• DOCUMENT EXTRACT:
━━━━━━━━━━━━━━━━
Flaring is a combustion control process for gases (such as flammable gases and hydrocarbons) in which the gases are piped to a remote, usually elevated, location and burned in an open flame in the open air using a specially designed burner tip (often flare stack tip), auxiliary fuel and steam or air to promote mixing for nearly complete destruction. Completeness of combustion in a flare is governed by flame temperature, residence time in the combustion zone, turbulent mixing of components to complete the oxidation reaction, and available oxygen for free radical formation. Elevating the flare can prevent potentially dangerous conditions at ground level where the open flame (i.e., an ignition source) is located near a process unit or operating facilities. Further, the products of combustion can be dispersed above working areas to reduce the effects of heat, smoke, noise and objectionable odors.
A flare is a critical mechanical piece of equipment intended for the safe, reliable and efficient discharge and combustion of gases and materials from pressure-relieving and vapor-depressurizing systems. Since it is critical to the safety of an operating plant, a flare should be continuously available with high reliability and capable of its intended performance through all operating plant emergency conditions, including a site-wide general power failure or whole plant emergency trip. The flare and related mechanical components should be designed to operate and properly perform for the specified service conditions for an overhaul-to-overhaul period, say five to seven years, without the need for an outage of the operating facility. If a flare fails (for instance, because of a tip failure), whole systems that rely on it for protection should usually be tripped for some days (or even a week or more) for the flare repair, which can result in considerable financial losses.
In most flares, combustion occurs by means of a diffusion flame. A diffusion flame is one in which air diffuses across the boundary of the fuel and combustion product stream toward the center of the fuel flow, forming the envelope of a combustible gas mixture around a core of fuel gas. On ignition, this mixture establishes a stable flame zone around the gas core above the burner tip. This inner gas core is heated by diffusion of hot combustion products from the flame zone. Cracking can occur with the formation of small, hot particles of carbon that give the flame its characteristic luminosity. If oxygen is deficient and if the carbon particles are cooled to below their ignition temperature, smoking occurs. In large diffusion flames, combustion product vortices can form around burning portions of the gas and shut off the supply of oxygen. This localized instability causes flame flickering, which can be accompanied by soot formation. As in all combustion processes, an adequate air supply and good mixing are required to complete combustion and minimize smoke. The various flare designs differ primarily in their accomplishment of mixing.
Flares can be used to control waste gas flows, and they can handle fluctuations in gas concentration, flow rate, heating value and inert content. Flaring is appropriate for continuous, batch and variable flow vent and relief stream applications. The majority of plants have existing flare systems that are designed to relieve emergency upsets that require the release of large volumes of gas. These large-diameter flares designed to handle emergency releases can also be used to control vent streams from various process operations.
Consideration of vent and relief stream flow rates and available pressures should be given for a flare design. Normally, emergency relief flare systems are operated at a small percentage of total capacity (total capacity is supposed to be for total plant shutdown) and at negligible pressure. To consider the effect of controlling an additional vent stream, the maximum gas velocity, system pressure and ground-level heat radiation during an emergency release should be evaluated.
━━━━━━━━━━━━━━━━
• STATED TASK 1: Rewrite the part of the flaring passage that opens with the words containing "Flares can be" and closes with "various process operations.", putting "exhaust gas" in place of "waste gas".
The rows that come next have no connection to the flaring passage.

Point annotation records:
━━━━━━━━━━━━━━━━
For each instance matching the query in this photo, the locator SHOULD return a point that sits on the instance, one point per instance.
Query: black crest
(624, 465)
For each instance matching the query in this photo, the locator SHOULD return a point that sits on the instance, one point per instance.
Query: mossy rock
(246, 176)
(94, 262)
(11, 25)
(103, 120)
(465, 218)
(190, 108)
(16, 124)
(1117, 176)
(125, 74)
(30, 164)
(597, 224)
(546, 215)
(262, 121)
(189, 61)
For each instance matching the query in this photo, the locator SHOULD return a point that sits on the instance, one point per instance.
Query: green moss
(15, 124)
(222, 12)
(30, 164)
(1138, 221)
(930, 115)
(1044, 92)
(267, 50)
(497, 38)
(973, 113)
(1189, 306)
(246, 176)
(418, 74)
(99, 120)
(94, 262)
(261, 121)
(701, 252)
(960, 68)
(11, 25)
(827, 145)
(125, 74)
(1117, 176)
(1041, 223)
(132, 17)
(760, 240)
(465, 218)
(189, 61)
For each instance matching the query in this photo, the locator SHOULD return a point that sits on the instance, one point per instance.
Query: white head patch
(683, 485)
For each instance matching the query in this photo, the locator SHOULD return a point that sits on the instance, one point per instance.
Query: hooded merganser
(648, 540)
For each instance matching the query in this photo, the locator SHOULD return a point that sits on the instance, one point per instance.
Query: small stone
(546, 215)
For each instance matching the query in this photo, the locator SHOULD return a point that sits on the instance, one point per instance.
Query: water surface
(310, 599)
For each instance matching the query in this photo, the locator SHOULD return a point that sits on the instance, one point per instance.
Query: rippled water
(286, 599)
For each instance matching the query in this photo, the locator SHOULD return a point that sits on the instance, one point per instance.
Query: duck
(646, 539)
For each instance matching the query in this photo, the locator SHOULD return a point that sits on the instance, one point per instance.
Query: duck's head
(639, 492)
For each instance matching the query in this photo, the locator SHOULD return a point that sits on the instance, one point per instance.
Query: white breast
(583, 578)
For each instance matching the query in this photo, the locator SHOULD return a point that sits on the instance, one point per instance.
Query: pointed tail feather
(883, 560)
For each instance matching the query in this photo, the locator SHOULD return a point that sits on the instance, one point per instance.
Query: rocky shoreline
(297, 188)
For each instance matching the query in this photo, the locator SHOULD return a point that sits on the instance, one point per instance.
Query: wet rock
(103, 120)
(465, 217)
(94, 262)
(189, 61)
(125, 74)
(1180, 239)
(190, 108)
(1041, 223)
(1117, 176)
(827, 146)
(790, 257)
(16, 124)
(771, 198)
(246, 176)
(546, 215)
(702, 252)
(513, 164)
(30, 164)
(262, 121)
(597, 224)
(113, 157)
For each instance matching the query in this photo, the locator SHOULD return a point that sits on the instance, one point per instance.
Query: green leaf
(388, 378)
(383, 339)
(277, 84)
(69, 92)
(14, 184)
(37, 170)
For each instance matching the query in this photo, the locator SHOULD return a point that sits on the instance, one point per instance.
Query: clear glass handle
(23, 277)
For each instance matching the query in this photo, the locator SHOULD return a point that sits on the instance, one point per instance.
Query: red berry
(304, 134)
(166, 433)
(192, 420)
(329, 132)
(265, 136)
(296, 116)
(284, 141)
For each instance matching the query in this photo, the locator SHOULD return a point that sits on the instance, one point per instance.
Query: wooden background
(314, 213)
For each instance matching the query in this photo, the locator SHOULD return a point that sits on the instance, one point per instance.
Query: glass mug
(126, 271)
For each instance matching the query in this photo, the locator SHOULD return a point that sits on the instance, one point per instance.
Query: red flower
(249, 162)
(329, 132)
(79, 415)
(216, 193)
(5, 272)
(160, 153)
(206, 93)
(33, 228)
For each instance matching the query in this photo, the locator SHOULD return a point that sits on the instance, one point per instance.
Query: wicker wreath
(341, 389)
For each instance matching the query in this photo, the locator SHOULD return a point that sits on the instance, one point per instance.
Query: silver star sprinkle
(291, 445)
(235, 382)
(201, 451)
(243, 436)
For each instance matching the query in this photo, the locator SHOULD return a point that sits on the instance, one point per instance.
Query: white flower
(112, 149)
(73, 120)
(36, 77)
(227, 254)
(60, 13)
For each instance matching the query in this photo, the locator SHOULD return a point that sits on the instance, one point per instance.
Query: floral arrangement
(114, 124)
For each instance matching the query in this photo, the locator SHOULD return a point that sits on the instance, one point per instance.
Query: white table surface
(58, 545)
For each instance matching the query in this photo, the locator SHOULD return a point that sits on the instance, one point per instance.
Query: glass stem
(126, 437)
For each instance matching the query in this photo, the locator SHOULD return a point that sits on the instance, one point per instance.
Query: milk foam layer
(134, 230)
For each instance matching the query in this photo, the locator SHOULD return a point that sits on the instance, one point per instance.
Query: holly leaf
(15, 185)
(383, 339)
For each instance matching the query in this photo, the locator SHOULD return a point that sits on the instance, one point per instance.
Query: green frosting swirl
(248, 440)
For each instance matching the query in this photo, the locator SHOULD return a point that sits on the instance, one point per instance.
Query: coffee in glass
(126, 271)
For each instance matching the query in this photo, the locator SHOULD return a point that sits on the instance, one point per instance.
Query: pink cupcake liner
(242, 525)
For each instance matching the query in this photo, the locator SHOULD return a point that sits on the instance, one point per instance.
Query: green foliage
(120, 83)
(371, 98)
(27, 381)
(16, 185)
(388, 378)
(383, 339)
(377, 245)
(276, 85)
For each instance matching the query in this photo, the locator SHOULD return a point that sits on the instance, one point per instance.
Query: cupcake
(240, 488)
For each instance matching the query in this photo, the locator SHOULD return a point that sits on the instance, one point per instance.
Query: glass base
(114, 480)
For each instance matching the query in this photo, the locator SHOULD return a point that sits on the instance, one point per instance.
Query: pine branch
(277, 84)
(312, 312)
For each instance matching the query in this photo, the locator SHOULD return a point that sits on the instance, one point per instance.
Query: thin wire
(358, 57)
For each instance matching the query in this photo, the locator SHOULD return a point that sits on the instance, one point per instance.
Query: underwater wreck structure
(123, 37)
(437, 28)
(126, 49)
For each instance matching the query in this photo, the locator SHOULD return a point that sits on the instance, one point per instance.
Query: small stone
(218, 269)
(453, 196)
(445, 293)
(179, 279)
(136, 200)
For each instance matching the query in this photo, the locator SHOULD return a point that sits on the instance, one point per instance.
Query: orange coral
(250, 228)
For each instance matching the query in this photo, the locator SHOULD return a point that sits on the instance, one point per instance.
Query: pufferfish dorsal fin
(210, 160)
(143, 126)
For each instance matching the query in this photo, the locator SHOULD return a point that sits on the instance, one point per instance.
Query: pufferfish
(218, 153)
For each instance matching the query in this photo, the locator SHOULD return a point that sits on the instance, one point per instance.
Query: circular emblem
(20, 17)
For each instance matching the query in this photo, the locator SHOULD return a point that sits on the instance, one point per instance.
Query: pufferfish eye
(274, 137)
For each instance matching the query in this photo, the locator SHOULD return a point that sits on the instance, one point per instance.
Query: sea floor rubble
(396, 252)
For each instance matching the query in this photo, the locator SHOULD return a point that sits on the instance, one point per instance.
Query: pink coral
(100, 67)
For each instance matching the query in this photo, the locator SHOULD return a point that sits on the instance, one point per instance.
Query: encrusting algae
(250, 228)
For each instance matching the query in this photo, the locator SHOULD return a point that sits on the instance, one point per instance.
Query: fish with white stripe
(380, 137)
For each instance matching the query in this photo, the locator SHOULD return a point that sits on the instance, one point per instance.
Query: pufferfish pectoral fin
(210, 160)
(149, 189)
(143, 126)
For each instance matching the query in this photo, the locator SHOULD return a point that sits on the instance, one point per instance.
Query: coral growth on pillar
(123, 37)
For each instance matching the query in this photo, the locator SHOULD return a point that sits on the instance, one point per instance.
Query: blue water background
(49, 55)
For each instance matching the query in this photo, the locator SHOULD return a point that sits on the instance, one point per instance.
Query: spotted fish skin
━━━━━━━━━━━━━━━━
• STATED TASK 2: Copy out every line of the rows that contains the string "pufferfish".

• WORKED SOLUTION 1:
Flares can be used to control exhaust gas flows, and they can handle fluctuations in gas concentration, flow rate, heating value and inert content. Flaring is appropriate for continuous, batch and variable flow vent and relief stream applications. The majority of plants have existing flare systems that are designed to relieve emergency upsets that require the release of large volumes of gas. These large-diameter flares designed to handle emergency releases can also be used to control vent streams from various process operations.

• WORKED SOLUTION 2:
Query: pufferfish dorsal fin
Query: pufferfish
Query: pufferfish eye
Query: pufferfish pectoral fin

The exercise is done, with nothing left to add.